Given text.
I like many older (hate saying that) guys, 36, i get annoyed with the limitations of the body.
That is why i like pushing myself and rolling with the young 19 year old guys, let them run around spin over me, i will just byde my time and then choke them or put on a nice arm bar.

I like the challenge offered by these guys it makes me work harder, i think i have peter pan syndrome (not wanting to get older).

I train 2 days a week at the moment for 2 hours each class, hard hard hard work but love it.

I would like one day to compete at some level and yes i know it will be in the senior level (damn), but never competed before would love to try though.


----------



## MattJ (Aug 27, 2008)

I started BJJ when I was 36, turning 40 soon. Lots of fun, with some bruises and sore joints. Great workout. Enjoy!


----------



## Formosa Neijia (Sep 13, 2008)

I would highly suggest you get a copy of Roy Harris' BJJ over 40. It's packed with good advice for us older practitioners. Second, get a good joint mobility program for warmup and recovery. This is vital. 

Look here: http://formosaneijia.com/2008/09/13/great-joint-mobility-work-free/

Finally, I highly recommend a product called Joint-Free. It's a supplement for your joints. You won't regret getting it. You'll recover a lot quicker with it.


----------



## Steve (Sep 14, 2008)

gimley said:


> Great post this just the info i was looking for.
> 
> I like many older (hate saying that) guys, 36, i get annoyed with the limitations of the body.
> That is why i like pushing myself and rolling with the young 19 year old guys, let them run around spin over me, i will just byde my time and then choke them or put on a nice arm bar.
> ...


You don't have to compete in a senior division if you don't want to.  The competitions around my area aren't big enough to support age brackets.  It's just weight and belt.  So, in my last competition, there were 24 guys in my bracket and at 36, I think I was the oldest.  

You might give up some athleticism, but I've found that having a little poise and a good gameplan made all the difference.  

Point being, don't sell yourself short.  36 isn't THAT old and if you're smart about it, stay healthy and don't become injured, there's no reason you have to compete as a senior.


----------

Input records.
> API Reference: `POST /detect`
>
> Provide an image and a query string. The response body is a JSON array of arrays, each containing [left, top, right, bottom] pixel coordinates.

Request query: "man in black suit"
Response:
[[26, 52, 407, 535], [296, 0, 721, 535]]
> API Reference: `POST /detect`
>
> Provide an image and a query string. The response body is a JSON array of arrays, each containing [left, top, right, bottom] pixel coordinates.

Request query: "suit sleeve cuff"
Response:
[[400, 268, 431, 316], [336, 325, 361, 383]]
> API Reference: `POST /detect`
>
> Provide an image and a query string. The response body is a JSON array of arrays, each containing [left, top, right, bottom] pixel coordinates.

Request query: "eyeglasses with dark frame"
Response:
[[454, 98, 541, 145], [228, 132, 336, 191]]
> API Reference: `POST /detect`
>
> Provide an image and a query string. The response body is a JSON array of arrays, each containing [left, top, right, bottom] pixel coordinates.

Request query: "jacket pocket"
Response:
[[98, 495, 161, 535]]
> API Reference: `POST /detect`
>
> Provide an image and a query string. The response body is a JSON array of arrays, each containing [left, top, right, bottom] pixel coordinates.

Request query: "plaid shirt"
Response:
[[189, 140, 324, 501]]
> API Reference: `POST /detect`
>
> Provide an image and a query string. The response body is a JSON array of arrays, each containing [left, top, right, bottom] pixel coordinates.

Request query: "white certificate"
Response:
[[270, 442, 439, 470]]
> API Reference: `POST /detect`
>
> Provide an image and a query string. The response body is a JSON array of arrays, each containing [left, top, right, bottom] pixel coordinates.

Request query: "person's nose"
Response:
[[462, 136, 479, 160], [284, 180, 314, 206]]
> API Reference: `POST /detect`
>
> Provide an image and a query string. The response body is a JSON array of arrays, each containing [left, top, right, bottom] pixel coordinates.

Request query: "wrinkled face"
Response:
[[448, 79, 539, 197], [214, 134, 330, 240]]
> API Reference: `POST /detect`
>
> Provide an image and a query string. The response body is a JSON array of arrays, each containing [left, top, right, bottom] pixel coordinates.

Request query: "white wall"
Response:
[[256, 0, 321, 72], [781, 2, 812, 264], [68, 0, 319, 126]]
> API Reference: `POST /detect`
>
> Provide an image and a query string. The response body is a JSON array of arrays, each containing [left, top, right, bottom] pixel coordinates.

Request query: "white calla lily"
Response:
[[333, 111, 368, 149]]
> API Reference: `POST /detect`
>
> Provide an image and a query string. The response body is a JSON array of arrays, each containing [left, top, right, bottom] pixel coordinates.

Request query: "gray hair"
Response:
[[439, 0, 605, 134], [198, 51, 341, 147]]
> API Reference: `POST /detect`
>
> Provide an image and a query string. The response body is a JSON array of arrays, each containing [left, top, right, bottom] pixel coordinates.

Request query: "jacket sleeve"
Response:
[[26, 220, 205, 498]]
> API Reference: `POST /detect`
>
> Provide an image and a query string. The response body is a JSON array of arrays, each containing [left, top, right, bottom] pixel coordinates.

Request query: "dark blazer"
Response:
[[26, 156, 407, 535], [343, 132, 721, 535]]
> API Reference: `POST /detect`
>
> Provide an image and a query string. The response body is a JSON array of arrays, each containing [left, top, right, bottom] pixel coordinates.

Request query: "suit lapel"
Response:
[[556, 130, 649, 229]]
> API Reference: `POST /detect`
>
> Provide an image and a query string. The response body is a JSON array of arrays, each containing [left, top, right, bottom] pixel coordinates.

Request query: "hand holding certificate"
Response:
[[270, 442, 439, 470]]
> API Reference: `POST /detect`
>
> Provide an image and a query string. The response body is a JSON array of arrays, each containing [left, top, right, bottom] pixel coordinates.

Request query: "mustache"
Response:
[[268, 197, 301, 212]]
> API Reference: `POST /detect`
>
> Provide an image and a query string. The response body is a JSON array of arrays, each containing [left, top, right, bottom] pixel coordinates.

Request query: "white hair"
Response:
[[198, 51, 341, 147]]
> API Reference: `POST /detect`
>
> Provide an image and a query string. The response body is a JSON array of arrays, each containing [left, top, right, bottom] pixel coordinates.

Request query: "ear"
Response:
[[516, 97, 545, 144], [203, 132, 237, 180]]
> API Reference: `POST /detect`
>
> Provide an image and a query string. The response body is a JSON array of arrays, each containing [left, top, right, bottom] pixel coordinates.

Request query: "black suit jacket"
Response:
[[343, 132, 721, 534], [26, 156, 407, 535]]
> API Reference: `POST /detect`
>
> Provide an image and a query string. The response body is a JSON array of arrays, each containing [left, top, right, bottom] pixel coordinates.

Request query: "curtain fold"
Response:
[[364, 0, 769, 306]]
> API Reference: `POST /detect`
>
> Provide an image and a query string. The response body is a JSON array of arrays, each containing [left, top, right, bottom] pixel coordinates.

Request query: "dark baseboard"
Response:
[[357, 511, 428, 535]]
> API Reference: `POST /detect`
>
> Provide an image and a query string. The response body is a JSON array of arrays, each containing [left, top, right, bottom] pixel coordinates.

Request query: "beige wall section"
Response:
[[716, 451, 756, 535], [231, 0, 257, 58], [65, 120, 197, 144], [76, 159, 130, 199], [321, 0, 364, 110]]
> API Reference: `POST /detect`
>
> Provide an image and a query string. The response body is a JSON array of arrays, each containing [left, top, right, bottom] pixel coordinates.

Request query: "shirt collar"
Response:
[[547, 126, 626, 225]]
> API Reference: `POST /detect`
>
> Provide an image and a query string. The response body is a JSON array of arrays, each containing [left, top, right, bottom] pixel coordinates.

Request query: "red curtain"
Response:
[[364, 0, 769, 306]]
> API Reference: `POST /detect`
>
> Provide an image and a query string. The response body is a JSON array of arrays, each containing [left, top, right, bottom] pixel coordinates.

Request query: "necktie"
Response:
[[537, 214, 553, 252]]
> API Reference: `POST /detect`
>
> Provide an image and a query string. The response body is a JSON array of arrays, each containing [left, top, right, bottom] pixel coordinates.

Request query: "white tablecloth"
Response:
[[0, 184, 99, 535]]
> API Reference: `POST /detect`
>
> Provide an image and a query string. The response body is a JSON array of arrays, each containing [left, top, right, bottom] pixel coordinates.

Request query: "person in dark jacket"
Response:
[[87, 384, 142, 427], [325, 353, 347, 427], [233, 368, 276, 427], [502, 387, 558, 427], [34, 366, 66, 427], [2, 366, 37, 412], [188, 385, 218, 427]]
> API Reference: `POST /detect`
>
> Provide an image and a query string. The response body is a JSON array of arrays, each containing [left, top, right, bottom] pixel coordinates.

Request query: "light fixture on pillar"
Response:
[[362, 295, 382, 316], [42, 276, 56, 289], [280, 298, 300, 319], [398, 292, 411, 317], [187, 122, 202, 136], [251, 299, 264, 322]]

Tasks.
1. From the forum thread, reproduce word for word the stretch from "I would like" through "(Aug 27, 2008)".
2. Render the stretch from the start of the records through the line containing "[[26, 52, 407, 535], [296, 0, 721, 535]]", that line included, as a numbered list, and give only those lines, leaving out blank lines.

Responses by task.
1.
I would like one day to compete at some level and yes i know it will be in the senior level (damn), but never competed before would love to try though.


----------



## MattJ (Aug 27, 2008)

2.
1. > API Reference: `POST /detect`
2. >
3. > Provide an image and a query string. The response body is a JSON array of arrays, each containing [left, top, right, bottom] pixel coordinates.
4. Request query: "man in black suit"
5. Response:
6. [[26, 52, 407, 535], [296, 0, 721, 535]]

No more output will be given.